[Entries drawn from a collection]
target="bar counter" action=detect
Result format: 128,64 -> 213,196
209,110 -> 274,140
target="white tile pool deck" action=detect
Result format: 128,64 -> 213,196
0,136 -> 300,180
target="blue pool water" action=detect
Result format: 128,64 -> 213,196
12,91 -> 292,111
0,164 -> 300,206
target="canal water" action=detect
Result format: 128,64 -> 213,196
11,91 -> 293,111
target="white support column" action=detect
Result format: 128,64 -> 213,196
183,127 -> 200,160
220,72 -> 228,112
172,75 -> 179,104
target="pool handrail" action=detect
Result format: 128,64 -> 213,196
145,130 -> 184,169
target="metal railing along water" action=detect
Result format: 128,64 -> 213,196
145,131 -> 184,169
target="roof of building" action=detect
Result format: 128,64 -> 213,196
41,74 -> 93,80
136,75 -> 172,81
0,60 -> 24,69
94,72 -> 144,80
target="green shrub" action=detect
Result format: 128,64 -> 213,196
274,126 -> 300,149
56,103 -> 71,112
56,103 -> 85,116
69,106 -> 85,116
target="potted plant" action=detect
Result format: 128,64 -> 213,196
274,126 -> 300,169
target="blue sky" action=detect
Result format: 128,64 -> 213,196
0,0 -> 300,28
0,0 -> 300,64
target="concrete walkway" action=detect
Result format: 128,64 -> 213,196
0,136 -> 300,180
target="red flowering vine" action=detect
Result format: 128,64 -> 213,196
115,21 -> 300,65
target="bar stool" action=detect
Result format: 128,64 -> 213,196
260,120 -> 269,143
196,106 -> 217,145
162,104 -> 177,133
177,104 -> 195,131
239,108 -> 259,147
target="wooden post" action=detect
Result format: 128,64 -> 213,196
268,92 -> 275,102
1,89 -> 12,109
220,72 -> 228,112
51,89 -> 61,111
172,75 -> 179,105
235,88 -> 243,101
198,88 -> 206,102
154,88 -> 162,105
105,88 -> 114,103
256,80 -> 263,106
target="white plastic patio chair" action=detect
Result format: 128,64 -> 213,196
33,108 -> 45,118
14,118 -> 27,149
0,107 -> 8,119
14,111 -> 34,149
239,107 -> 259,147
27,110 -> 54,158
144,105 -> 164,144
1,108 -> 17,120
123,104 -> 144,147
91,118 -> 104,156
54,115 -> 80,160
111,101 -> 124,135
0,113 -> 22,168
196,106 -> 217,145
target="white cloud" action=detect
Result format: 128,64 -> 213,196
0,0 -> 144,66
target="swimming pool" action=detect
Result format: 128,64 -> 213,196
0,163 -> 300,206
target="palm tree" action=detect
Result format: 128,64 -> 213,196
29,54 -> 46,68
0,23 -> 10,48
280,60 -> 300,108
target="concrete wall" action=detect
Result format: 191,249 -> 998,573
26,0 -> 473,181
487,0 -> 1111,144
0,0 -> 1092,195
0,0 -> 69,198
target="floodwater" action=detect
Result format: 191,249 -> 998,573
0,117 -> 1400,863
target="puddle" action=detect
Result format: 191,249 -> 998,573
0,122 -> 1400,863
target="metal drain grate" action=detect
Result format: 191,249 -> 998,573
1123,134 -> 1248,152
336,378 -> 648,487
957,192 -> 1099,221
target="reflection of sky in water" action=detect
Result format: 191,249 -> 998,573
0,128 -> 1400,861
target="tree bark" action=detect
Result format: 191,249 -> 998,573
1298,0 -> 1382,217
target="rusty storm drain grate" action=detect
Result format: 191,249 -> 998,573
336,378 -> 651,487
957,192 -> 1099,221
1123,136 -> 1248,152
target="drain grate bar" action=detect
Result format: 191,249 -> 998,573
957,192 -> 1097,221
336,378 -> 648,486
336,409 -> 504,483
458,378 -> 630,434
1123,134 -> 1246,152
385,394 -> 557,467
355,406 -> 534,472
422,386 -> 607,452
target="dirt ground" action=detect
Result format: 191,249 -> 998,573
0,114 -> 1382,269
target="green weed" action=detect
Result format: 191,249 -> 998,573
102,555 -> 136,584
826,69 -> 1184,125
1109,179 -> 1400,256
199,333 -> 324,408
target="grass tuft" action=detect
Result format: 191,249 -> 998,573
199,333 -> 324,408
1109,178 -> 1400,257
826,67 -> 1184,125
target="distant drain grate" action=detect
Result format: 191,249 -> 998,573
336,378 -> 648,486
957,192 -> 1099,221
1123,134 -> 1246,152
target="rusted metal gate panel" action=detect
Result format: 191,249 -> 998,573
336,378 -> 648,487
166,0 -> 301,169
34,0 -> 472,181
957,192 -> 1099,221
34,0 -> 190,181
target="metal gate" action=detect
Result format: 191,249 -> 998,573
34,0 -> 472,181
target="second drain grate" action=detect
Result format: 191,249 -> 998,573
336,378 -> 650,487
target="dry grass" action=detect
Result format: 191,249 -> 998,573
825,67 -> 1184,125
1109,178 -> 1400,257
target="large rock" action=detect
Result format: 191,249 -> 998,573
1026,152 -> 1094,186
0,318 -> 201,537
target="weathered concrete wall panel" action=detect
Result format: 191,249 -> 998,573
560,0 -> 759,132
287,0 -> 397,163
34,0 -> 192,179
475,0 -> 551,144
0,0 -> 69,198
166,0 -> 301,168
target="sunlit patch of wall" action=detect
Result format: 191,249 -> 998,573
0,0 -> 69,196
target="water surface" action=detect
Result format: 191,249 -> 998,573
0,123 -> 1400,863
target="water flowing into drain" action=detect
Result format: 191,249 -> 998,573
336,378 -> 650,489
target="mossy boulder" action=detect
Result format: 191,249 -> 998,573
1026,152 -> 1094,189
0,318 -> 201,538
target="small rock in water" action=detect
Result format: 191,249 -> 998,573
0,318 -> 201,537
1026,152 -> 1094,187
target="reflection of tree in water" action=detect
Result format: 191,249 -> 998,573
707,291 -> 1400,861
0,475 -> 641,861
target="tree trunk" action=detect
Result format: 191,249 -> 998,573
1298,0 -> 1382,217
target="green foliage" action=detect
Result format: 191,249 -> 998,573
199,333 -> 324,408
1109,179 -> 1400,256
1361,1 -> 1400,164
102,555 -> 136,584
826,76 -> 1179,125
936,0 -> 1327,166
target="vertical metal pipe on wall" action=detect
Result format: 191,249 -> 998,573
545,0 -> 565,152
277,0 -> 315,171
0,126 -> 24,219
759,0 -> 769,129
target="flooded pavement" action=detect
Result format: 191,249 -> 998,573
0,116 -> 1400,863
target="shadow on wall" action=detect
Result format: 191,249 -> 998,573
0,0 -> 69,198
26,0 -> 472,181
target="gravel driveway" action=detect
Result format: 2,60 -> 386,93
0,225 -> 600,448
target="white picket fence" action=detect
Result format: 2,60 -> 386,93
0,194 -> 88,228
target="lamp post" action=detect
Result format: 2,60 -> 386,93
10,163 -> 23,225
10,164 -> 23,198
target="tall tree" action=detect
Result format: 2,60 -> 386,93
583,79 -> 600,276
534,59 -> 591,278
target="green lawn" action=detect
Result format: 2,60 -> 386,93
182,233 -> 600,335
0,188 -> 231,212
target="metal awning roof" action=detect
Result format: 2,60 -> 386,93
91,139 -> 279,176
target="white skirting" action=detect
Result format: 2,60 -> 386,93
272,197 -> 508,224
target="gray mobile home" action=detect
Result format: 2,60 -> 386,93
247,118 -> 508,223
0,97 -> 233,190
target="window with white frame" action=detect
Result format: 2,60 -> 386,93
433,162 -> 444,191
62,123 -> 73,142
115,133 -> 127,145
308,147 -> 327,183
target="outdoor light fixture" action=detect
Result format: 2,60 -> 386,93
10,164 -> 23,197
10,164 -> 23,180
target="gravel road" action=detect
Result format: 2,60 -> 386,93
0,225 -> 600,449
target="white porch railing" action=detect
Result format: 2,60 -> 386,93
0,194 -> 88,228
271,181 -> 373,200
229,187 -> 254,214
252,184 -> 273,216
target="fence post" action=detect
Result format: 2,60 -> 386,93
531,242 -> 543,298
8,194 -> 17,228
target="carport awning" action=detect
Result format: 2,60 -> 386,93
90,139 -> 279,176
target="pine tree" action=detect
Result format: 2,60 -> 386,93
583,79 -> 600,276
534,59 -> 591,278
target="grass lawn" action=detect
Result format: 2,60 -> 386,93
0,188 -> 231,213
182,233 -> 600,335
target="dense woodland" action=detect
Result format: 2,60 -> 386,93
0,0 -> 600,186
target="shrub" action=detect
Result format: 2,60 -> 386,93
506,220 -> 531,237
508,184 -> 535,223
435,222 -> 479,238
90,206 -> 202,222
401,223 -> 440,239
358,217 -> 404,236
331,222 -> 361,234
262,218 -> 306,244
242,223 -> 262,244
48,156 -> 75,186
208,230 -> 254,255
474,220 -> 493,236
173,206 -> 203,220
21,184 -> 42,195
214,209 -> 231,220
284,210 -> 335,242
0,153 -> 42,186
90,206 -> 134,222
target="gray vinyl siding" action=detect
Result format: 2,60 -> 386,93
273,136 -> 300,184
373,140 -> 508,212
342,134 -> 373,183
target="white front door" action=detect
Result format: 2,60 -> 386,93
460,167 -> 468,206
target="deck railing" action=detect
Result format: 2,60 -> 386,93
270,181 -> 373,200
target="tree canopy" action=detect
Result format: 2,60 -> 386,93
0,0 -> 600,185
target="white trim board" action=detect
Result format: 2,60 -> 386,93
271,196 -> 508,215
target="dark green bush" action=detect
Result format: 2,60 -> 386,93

TASK GOAL:
Which lines in the records above contain the string "fence"? Pick out and copy each of them, treating uppercase and lowercase letters as different.

OUTPUT FOR THIS TASK:
target="white picket fence" action=detect
target="fence post" action=detect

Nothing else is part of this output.